> _To do_
Convert the listing below into a Markdown table with two columns, Row and Entry, giving each line its own numbered row and omitting any blank lines.

==== Task inputs

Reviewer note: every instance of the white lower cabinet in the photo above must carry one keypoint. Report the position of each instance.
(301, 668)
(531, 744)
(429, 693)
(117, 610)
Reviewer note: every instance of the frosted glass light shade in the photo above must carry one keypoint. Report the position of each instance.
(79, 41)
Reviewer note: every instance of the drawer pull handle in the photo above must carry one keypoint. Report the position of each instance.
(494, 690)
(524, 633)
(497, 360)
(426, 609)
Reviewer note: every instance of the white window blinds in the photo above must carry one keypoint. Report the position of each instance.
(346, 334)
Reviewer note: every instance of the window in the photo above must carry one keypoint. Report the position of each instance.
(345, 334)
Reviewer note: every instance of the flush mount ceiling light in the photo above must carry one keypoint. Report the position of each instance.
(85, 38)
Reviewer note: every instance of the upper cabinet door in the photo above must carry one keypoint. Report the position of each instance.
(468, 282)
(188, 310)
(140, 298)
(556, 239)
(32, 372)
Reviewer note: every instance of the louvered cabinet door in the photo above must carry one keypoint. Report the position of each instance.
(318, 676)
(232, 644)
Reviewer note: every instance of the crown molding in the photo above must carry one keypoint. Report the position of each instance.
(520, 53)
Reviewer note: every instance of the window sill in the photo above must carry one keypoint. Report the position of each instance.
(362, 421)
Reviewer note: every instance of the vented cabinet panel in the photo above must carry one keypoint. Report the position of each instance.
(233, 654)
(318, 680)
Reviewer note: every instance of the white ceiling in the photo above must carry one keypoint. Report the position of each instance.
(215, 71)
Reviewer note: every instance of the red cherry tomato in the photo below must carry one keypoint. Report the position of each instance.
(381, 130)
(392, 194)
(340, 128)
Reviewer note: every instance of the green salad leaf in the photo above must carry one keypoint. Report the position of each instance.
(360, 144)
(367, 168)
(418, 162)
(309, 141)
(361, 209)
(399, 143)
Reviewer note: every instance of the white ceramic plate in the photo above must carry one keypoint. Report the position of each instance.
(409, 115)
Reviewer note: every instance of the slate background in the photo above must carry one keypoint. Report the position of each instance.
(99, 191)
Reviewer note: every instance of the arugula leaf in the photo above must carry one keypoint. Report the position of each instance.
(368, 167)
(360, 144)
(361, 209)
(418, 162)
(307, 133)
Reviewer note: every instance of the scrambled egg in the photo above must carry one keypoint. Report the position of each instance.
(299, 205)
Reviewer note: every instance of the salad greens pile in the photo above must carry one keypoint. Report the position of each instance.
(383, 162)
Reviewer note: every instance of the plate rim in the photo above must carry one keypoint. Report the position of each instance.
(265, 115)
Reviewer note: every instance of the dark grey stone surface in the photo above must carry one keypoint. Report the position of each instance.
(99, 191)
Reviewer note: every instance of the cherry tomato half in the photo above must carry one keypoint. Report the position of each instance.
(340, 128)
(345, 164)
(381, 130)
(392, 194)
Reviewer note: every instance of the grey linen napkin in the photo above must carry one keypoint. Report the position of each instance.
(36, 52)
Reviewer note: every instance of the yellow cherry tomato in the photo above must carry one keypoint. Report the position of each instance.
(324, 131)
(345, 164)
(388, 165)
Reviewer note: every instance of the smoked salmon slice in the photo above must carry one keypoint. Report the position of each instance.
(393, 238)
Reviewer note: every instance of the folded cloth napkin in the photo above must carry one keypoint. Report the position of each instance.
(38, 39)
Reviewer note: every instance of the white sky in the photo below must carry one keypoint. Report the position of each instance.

========

> _Response to this exercise_
| Row | Entry |
|---|---|
| 1 | Reviewer note: every instance of the white lower cabinet in the photo above must carry one keypoint. Report the position of each instance. |
| 2 | (301, 668) |
| 3 | (531, 744) |
| 4 | (429, 693) |
| 5 | (117, 610) |
| 6 | Reviewer note: every instance of the frosted glass light shade in the photo above must carry one keypoint. Report the position of each instance. |
| 7 | (79, 41) |
| 8 | Reviewer note: every instance of the drawer pull handle in the photo above must carry one keypoint. Report the position of each instance. |
| 9 | (494, 690) |
| 10 | (524, 633) |
| 11 | (497, 360) |
| 12 | (426, 609) |
| 13 | Reviewer note: every instance of the white window blinds in the photo above must carry one keypoint. Report the position of each instance. |
| 14 | (346, 334) |
| 15 | Reviewer note: every instance of the window in the photo above must carry one keypoint. Report the position of each instance. |
| 16 | (345, 334) |
| 17 | Reviewer note: every instance of the flush mount ceiling light in the photo above must carry one keypoint. Report the position of each instance. |
| 18 | (85, 38) |
| 19 | Reviewer note: every instance of the upper cabinet door in the photo above must carry one keypoint. Report the position of each instance. |
| 20 | (468, 282) |
| 21 | (188, 310) |
| 22 | (140, 298) |
| 23 | (556, 239) |
| 24 | (32, 372) |
| 25 | Reviewer note: every instance of the louvered cabinet door in the photo above must carry one keypoint. Report the position of each instance. |
| 26 | (318, 676) |
| 27 | (232, 644) |
| 28 | Reviewer note: every instance of the crown molding in the photo above must carry one keypoint. Report the position of each instance. |
| 29 | (520, 53) |
| 30 | Reviewer note: every instance of the window sill in the photo above must carry one keypoint. Report the position of each instance. |
| 31 | (362, 421) |
| 32 | Reviewer note: every instance of the vented cabinet panel in the photo above must carry one keypoint. Report the position of each instance. |
| 33 | (233, 654) |
| 34 | (318, 680) |
| 35 | Reviewer note: every instance of the white ceiling in the photo above must carry one keypoint. Report the position of each instance. |
| 36 | (215, 71) |
| 37 | Reviewer note: every instance of the red cherry tomato in the photo below must carry one keypoint. Report the position of each instance. |
| 38 | (381, 130) |
| 39 | (392, 194) |
| 40 | (340, 128) |
| 41 | Reviewer note: every instance of the green salad leaf in the photo above must carry one keypoint. Report the position of each instance. |
| 42 | (360, 144) |
| 43 | (367, 168) |
| 44 | (418, 162) |
| 45 | (309, 141) |
| 46 | (361, 209) |
| 47 | (399, 143) |
| 48 | Reviewer note: every instance of the white ceramic plate in the photo above must carry one keypoint. Report the position of each instance. |
| 49 | (409, 115) |
| 50 | Reviewer note: every instance of the slate background in the photo above must carry one keypoint. Report the position of each instance. |
| 51 | (99, 191) |
| 52 | Reviewer note: every instance of the arugula leaf in the photo above must carry one keypoint. Report the position of each instance. |
| 53 | (368, 167) |
| 54 | (360, 144) |
| 55 | (361, 209) |
| 56 | (418, 162) |
| 57 | (307, 133) |
| 58 | Reviewer note: every instance of the scrambled egg in the photo above must carry one keypoint. Report the position of each instance. |
| 59 | (299, 205) |
| 60 | Reviewer note: every instance of the salad greens pile in the photo above must carry one keypoint. Report the position of each instance. |
| 61 | (383, 162) |
| 62 | Reviewer note: every instance of the plate rim in the photo above must carry one keypoint. Report the position of each instance. |
| 63 | (265, 115) |
| 64 | Reviewer note: every instance of the dark grey stone surface in the photo above must carry one keypoint. Report the position of each instance. |
| 65 | (99, 191) |
| 66 | Reviewer note: every instance of the cherry tomato half in the photo above must carry one keypoint. Report the position of each instance. |
| 67 | (340, 128) |
| 68 | (345, 164) |
| 69 | (381, 130) |
| 70 | (392, 194) |
| 71 | Reviewer note: every instance of the grey linen napkin in the photo above must carry one keypoint. Report the position of each instance. |
| 72 | (36, 52) |
| 73 | Reviewer note: every instance of the yellow cherry tomato in the photo above must carry one keypoint. Report the position of each instance. |
| 74 | (324, 131) |
| 75 | (345, 164) |
| 76 | (388, 165) |
| 77 | Reviewer note: every instance of the smoked salmon slice in the photo above must carry one keypoint. Report the position of each instance. |
| 78 | (393, 238) |
| 79 | Reviewer note: every instance of the folded cloth napkin in the photo above must carry one keypoint. Report the position of each instance. |
| 80 | (38, 39) |
| 81 | Reviewer note: every instance of the white sky in the photo below must carry one keypoint. Report the position of each instance. |